- EXERCISE: Show each line of the records below that contains the string "tall". Treat uppercase and lowercase letters as different.

- Excerpt from a dataset:
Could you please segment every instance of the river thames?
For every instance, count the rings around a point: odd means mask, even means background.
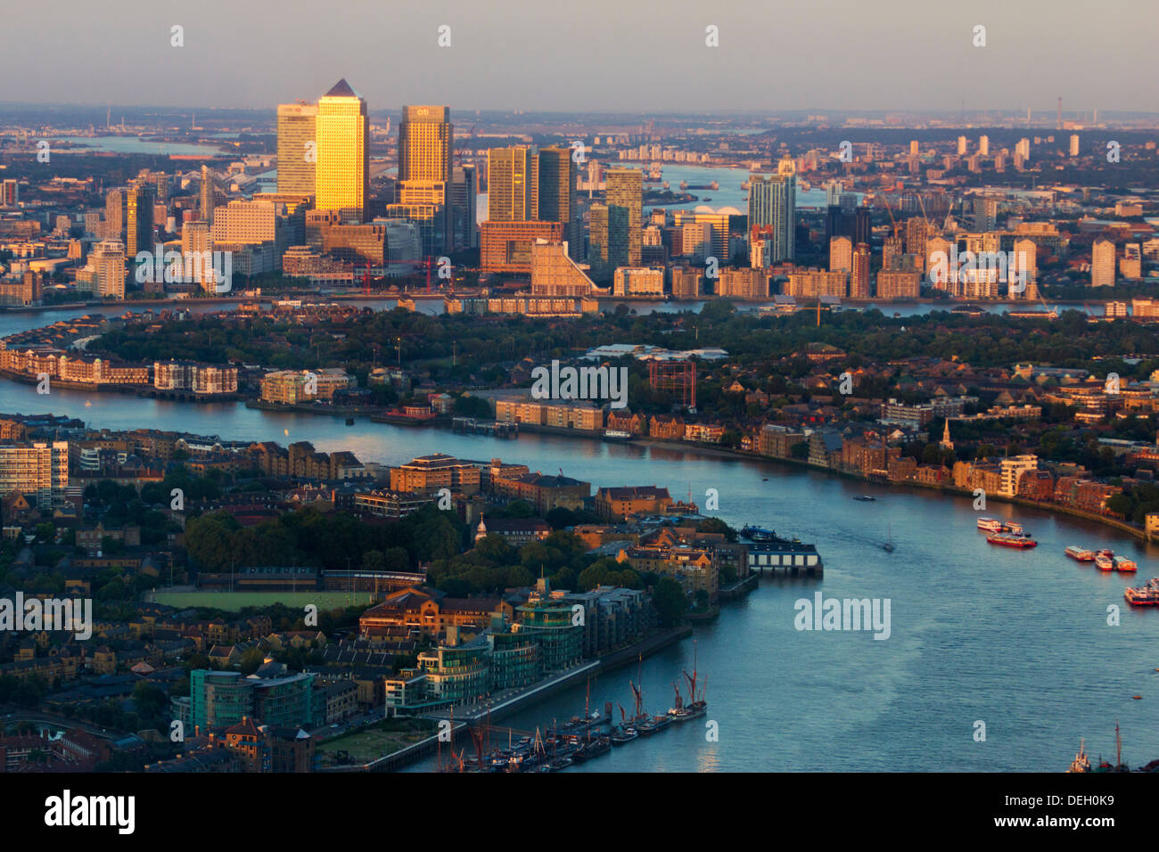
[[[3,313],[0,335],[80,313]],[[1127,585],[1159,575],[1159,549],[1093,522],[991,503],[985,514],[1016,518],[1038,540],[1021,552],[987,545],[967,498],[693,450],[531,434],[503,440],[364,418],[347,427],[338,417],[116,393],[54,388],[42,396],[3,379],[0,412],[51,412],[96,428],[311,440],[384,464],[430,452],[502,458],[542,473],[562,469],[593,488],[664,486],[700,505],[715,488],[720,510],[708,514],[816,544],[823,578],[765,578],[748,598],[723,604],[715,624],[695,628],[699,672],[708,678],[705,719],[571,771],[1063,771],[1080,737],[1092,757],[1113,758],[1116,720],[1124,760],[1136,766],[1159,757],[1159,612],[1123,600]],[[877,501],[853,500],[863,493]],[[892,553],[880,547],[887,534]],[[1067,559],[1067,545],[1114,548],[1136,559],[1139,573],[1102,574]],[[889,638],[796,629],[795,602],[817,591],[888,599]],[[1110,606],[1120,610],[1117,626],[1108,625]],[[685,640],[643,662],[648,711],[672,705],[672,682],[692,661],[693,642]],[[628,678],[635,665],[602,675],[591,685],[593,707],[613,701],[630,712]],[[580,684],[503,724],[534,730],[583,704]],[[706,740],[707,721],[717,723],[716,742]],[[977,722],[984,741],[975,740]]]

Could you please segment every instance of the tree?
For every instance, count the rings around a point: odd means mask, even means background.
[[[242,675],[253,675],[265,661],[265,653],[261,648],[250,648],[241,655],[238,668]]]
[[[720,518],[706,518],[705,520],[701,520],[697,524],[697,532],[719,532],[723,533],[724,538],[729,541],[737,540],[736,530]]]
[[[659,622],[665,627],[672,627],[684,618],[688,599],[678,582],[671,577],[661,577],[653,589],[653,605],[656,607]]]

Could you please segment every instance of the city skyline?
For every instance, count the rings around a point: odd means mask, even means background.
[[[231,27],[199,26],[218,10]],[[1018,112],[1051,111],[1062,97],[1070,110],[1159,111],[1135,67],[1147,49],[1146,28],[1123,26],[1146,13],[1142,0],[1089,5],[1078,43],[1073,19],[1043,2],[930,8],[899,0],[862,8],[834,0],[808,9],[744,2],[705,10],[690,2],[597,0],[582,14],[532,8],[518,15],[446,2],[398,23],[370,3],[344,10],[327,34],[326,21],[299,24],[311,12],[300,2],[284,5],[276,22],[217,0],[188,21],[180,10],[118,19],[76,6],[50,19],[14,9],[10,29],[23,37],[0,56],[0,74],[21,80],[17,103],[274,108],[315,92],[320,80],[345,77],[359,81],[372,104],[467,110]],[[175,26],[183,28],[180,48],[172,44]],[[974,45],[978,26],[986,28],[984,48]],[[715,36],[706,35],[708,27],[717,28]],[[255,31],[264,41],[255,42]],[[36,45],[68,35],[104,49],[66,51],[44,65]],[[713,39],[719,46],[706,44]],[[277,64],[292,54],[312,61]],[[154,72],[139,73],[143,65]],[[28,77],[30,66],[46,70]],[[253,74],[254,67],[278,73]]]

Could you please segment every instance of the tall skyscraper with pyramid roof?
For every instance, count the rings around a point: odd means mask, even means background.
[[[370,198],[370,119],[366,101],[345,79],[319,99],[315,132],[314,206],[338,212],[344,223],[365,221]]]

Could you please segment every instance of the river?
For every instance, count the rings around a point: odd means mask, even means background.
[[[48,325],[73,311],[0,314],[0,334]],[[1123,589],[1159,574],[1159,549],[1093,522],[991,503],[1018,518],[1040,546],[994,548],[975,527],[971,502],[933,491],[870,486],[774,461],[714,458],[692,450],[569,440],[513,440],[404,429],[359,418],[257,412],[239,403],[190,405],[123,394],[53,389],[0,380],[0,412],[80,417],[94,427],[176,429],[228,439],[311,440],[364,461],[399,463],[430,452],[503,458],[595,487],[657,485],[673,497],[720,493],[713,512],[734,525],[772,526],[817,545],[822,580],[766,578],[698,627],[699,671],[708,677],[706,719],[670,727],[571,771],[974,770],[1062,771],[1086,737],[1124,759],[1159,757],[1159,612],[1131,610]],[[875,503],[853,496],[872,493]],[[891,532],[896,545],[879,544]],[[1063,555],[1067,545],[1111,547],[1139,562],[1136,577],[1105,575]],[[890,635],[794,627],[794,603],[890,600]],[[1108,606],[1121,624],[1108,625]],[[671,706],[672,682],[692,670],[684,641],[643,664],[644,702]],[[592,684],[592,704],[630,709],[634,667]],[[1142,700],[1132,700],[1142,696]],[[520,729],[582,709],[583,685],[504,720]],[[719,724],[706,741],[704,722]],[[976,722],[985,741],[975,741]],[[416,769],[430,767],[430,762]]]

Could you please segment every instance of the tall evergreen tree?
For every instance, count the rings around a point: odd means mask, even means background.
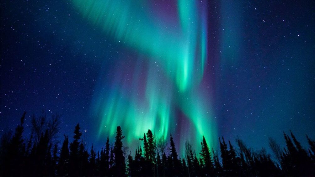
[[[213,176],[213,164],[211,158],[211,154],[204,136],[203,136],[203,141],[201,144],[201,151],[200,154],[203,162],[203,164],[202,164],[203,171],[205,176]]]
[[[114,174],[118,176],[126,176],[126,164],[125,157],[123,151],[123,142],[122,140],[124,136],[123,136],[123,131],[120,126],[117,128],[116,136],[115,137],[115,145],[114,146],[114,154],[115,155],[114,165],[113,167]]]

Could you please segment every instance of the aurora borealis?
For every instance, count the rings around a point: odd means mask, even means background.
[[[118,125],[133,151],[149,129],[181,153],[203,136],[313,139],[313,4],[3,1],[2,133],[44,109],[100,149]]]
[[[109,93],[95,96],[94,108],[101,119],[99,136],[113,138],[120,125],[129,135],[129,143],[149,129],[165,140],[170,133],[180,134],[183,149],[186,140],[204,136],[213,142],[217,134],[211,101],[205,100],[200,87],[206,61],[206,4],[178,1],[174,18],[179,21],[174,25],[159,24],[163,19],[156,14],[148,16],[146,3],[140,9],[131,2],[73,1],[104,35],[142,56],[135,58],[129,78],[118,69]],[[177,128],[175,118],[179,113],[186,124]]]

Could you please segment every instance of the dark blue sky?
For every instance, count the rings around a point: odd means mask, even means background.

--

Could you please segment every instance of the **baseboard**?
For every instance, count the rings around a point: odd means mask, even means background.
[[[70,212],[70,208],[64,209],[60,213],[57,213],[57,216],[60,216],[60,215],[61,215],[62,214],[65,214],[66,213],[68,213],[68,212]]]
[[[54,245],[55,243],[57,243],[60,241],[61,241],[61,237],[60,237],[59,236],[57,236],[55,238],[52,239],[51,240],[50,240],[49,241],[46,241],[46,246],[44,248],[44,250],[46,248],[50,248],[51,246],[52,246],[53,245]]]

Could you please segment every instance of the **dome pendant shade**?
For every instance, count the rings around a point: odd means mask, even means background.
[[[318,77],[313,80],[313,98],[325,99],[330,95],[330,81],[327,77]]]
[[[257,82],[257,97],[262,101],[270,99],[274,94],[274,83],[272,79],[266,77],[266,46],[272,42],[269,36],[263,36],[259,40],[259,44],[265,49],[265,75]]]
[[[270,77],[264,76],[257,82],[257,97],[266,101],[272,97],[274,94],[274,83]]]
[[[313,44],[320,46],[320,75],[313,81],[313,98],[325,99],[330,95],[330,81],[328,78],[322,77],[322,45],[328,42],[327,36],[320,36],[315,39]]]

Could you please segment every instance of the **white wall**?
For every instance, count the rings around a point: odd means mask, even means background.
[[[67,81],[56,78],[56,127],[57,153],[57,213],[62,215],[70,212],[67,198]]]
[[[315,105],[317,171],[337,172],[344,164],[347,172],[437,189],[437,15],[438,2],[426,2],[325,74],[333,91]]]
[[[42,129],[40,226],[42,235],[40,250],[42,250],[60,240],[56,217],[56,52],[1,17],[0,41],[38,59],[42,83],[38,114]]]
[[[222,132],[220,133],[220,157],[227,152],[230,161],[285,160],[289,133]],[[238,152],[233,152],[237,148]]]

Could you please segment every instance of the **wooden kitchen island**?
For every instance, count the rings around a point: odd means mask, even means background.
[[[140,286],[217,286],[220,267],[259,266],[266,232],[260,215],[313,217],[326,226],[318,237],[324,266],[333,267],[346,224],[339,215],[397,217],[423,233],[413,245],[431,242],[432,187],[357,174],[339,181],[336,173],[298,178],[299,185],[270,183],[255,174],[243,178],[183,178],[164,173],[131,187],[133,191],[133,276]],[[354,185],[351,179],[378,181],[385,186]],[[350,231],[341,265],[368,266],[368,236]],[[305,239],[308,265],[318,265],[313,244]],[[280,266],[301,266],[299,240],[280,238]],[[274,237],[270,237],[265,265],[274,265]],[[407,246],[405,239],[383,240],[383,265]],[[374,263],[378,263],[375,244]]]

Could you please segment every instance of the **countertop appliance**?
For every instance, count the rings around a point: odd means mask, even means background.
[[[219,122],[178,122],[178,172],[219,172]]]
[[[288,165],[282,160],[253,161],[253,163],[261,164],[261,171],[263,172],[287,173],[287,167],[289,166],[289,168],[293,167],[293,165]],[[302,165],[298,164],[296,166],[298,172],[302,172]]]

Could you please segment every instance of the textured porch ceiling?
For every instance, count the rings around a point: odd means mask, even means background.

...

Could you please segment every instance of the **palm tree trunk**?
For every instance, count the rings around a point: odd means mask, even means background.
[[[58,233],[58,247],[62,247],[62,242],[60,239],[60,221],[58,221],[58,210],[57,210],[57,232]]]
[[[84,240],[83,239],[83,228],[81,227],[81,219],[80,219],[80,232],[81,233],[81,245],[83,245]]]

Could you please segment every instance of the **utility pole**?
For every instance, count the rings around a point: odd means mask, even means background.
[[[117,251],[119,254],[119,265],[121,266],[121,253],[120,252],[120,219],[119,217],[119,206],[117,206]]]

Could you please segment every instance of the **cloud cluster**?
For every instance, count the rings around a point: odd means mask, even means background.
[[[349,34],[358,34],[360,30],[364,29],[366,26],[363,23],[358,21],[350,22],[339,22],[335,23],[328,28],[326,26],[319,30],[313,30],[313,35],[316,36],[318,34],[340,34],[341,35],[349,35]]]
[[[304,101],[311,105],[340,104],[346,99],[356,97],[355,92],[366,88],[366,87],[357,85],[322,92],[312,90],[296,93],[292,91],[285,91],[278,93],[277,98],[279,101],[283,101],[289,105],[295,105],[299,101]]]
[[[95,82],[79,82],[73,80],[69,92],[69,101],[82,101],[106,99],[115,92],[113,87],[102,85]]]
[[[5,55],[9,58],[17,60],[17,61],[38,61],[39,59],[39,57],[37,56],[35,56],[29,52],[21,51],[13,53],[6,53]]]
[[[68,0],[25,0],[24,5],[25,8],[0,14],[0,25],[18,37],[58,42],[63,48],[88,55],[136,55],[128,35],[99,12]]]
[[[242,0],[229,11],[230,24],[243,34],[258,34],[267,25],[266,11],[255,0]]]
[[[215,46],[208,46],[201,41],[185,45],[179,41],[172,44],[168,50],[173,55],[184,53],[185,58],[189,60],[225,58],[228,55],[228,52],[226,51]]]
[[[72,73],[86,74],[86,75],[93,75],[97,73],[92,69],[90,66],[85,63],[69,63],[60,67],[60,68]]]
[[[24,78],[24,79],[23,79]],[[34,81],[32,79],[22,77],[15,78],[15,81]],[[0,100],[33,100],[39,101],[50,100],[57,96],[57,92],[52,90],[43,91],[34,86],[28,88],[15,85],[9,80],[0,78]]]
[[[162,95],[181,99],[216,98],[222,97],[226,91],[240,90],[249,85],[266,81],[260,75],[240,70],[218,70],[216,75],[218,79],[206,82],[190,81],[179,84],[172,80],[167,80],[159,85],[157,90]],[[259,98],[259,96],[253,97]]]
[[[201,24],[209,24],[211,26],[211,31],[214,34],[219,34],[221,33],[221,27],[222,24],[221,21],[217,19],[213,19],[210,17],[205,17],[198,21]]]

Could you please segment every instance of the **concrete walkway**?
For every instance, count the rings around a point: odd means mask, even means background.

- EXERCISE ANSWER:
Could you please segment every instance of the tall skyscraper with pyramid roof?
Could you please segment every instance of the tall evergreen tree?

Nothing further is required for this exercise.